>> START DATASET ROWS
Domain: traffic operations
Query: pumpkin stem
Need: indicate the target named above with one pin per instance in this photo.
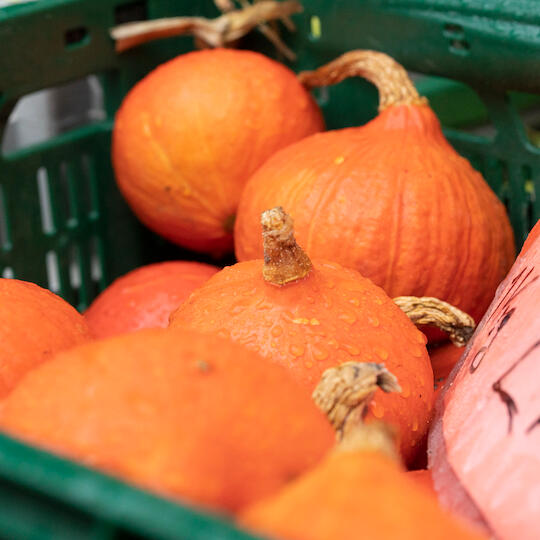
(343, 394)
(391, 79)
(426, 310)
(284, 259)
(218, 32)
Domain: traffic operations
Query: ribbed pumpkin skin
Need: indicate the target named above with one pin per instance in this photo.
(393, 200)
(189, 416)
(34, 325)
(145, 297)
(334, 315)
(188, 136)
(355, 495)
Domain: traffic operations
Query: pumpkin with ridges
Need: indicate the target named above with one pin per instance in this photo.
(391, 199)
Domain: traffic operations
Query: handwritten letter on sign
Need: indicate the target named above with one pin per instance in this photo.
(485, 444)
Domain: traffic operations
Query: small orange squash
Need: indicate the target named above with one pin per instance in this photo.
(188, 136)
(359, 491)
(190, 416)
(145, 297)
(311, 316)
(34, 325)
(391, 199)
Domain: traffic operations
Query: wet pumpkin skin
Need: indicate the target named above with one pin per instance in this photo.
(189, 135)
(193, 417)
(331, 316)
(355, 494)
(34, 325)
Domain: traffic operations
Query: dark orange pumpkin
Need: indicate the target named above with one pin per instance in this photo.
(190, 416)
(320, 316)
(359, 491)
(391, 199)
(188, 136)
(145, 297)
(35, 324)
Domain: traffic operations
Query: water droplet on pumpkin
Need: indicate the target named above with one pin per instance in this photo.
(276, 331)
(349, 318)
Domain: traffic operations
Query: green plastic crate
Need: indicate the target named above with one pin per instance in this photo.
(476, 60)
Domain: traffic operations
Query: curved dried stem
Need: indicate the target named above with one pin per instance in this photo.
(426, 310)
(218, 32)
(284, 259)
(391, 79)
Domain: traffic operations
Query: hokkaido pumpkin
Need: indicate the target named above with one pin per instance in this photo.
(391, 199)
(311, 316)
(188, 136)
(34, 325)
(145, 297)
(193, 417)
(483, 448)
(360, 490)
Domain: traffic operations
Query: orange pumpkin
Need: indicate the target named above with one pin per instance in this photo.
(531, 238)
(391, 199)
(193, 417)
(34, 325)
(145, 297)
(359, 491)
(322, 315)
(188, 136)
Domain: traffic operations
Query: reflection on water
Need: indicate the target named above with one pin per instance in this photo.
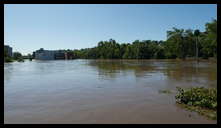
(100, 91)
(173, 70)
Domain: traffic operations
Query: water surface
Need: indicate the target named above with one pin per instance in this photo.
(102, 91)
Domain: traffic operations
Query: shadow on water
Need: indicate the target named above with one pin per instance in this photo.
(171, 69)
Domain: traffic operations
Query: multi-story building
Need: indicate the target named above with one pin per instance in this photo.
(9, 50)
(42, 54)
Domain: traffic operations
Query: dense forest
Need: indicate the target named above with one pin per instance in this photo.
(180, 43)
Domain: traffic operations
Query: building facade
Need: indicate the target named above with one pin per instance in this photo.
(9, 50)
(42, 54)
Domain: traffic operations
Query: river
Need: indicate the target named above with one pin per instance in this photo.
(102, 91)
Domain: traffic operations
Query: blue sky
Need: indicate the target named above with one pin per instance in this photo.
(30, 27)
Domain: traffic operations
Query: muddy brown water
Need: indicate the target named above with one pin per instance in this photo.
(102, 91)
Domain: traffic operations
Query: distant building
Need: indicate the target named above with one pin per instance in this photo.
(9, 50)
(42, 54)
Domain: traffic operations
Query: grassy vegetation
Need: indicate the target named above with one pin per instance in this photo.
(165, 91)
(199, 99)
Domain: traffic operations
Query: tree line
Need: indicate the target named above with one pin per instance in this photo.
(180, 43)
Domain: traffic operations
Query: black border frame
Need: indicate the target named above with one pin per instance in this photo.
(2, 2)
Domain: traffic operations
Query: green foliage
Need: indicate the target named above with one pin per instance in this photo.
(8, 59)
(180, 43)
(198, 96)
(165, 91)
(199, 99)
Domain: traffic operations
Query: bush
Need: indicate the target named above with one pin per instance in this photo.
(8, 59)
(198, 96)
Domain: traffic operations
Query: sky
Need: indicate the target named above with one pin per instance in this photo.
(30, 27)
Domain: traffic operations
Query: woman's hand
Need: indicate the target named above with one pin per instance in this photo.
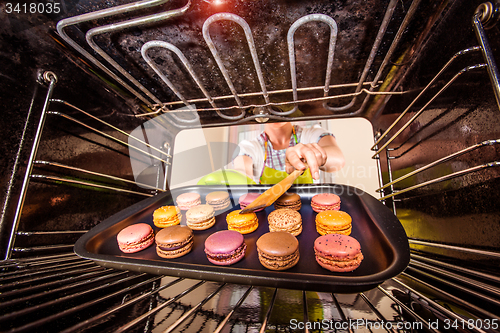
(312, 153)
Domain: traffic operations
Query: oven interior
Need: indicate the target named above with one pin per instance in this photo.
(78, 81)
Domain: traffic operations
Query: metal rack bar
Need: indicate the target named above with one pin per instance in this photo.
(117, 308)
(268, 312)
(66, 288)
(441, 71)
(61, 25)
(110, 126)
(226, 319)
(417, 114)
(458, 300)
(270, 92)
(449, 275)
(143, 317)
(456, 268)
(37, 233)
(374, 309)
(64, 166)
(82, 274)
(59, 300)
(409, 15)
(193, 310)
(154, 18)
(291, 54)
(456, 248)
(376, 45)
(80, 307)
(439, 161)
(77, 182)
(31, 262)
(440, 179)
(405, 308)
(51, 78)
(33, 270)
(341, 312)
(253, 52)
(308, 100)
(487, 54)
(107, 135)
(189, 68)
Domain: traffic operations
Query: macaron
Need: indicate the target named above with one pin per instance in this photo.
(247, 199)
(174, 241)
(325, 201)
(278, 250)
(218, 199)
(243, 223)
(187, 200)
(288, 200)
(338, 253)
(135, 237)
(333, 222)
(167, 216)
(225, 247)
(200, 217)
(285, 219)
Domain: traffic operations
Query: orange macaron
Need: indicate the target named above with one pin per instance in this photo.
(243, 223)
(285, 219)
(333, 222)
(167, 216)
>> END DATASET ROWS
Make a word-for-word copy of the entries, without any pictures.

OUTPUT
Domain: traffic operations
Query: pumpkin stem
Need: indicate the target named above with one pin per instance in this photo.
(343, 394)
(391, 79)
(426, 310)
(284, 259)
(218, 32)
Domain: traffic operations
Query: ribbed pumpkin skin
Need: indicate the target named above with one pin per instance in this photo.
(393, 200)
(189, 416)
(34, 325)
(145, 297)
(334, 315)
(188, 136)
(355, 495)
Domain: traffic operations
Query: pumpkin with ridges
Need: indicate the target named above with one pin per instance in this photo.
(391, 199)
Domain: traffic operations
Query: handwritten letter on sign
Need: indicate the target named above with one pin per instance in this photo.
(485, 444)
Domain: traffic operations
Query: small orange squash
Need: indicate the target named above with one pin per instance in this photo.
(188, 136)
(359, 491)
(190, 416)
(145, 297)
(311, 316)
(34, 325)
(391, 199)
Domain: traffic operations
Query: wet pumpkin skin
Need: indicate the target named above with one pin per instance in this photo.
(189, 135)
(193, 417)
(331, 316)
(355, 494)
(34, 325)
Domain: traffic operations
Query: dark orange pumpkin
Need: indicate the target named above with one pin per instance in this photo.
(190, 416)
(320, 316)
(359, 491)
(391, 199)
(188, 136)
(145, 297)
(35, 324)
Domain: traffic operations
Query: water droplet on pumpkin
Need: indicate the target named above with one pin per instance in this photo.
(276, 331)
(349, 318)
Domain: traffic operations
Query: green plastic crate
Need: indicate the target named above with one pin per instance in this photo.
(476, 60)
Domain: traffic operations
Query: curved dried stem
Need: indicate the target named above with one pin per instance in this photo.
(426, 310)
(218, 32)
(284, 259)
(391, 79)
Domain: traffic operations
Query: hokkaido pumpkin
Need: indicate the target named above with one pin per instance in this photo.
(391, 199)
(311, 316)
(188, 136)
(34, 325)
(145, 297)
(193, 417)
(483, 448)
(360, 490)
Domain: traffic operations
Query: orange pumpkin
Need: indicate the target named above with one pin per instance in this photo.
(531, 238)
(391, 199)
(193, 417)
(34, 325)
(145, 297)
(359, 491)
(322, 315)
(188, 136)
Domain: traffic operations
Query: reflection on water
Need: indicate the target named above with one pin per instance in this photo.
(100, 91)
(173, 70)
Domain: traffic operations
Query: water surface
Need: indicate the target named above with one pin per instance in this photo.
(102, 91)
Domain: traffic operations
Query: shadow on water
Need: indicate the target named above with one pin per instance in this photo.
(171, 69)
Domain: traffic operations
Query: multi-story building
Need: indicate the target named above with one pin per instance in this photo.
(9, 50)
(42, 54)
Domain: traffic operations
Query: dense forest
Need: indicate the target named above with one pin per instance in this photo.
(180, 43)
Domain: traffic operations
Query: building facade
Need: indicate the target named above with one pin per instance in this photo.
(9, 50)
(42, 54)
Domain: traffic operations
Query: river
Need: indicate the target named above with one pin per instance in this photo.
(102, 91)
Domain: traffic operations
Query: blue sky
Need: indicate the target named above with one pin per instance in this photo.
(30, 27)
Domain: traffic operations
Query: muddy brown water
Need: indicate the target named above with one pin per instance in this photo.
(102, 91)
Domain: traffic operations
Query: distant building
Need: indicate the target named above with one pin per instance in this photo.
(9, 50)
(42, 54)
Domain: traffic operations
Query: grassy vegetation
Need: indicate the target named above with one pin per instance in this photo.
(165, 91)
(199, 99)
Domain: traffic operations
Query: tree line
Need: indicate the target named above with one pin per instance in this photo.
(180, 43)
Domain: traffic operations
Query: black border frame
Need: indicate the target named above with one pin per instance in this photo.
(2, 2)
Domain: traffic operations
Query: green foliage
Need: indicate the target named above with one pin per instance in this photo.
(8, 59)
(180, 43)
(198, 96)
(165, 91)
(199, 99)
Domain: traffic operations
Query: bush
Need: indicate the target named above with one pin per instance in this photo.
(8, 59)
(198, 96)
Domain: traffic operations
Query: sky
Need: indicate the target named above with one pin per instance in this photo.
(30, 27)
Domain: traffic operations
Query: woman's hand
Need: indicate the target named above with one pin per instance in this photo.
(312, 153)
Domain: traffic operations
Query: oven interior
Need: indicate the target named above with one pin per instance in this photo.
(78, 81)
Domain: traffic operations
Query: metal rack bar
Need: indicate the target named above with one pin per instance in this photo.
(117, 308)
(268, 312)
(66, 288)
(441, 71)
(61, 25)
(110, 126)
(226, 319)
(417, 114)
(458, 300)
(270, 92)
(449, 275)
(143, 317)
(456, 268)
(37, 233)
(374, 309)
(64, 166)
(82, 274)
(59, 300)
(409, 15)
(193, 310)
(154, 18)
(291, 54)
(456, 248)
(376, 45)
(80, 307)
(439, 161)
(77, 182)
(31, 262)
(440, 179)
(405, 308)
(51, 78)
(33, 270)
(341, 312)
(253, 52)
(308, 100)
(487, 54)
(107, 135)
(189, 68)
Domain: traffic operations
Query: macaron
Need: indicate the target named above with one pin per instance in this photo.
(247, 199)
(174, 241)
(325, 201)
(278, 250)
(218, 199)
(243, 223)
(187, 200)
(288, 200)
(338, 253)
(135, 237)
(333, 222)
(167, 216)
(225, 247)
(200, 217)
(285, 219)
Domain: traffic operations
Query: orange macaron
Need: indicate the target named above with one pin per instance in this photo.
(243, 223)
(285, 219)
(333, 222)
(167, 216)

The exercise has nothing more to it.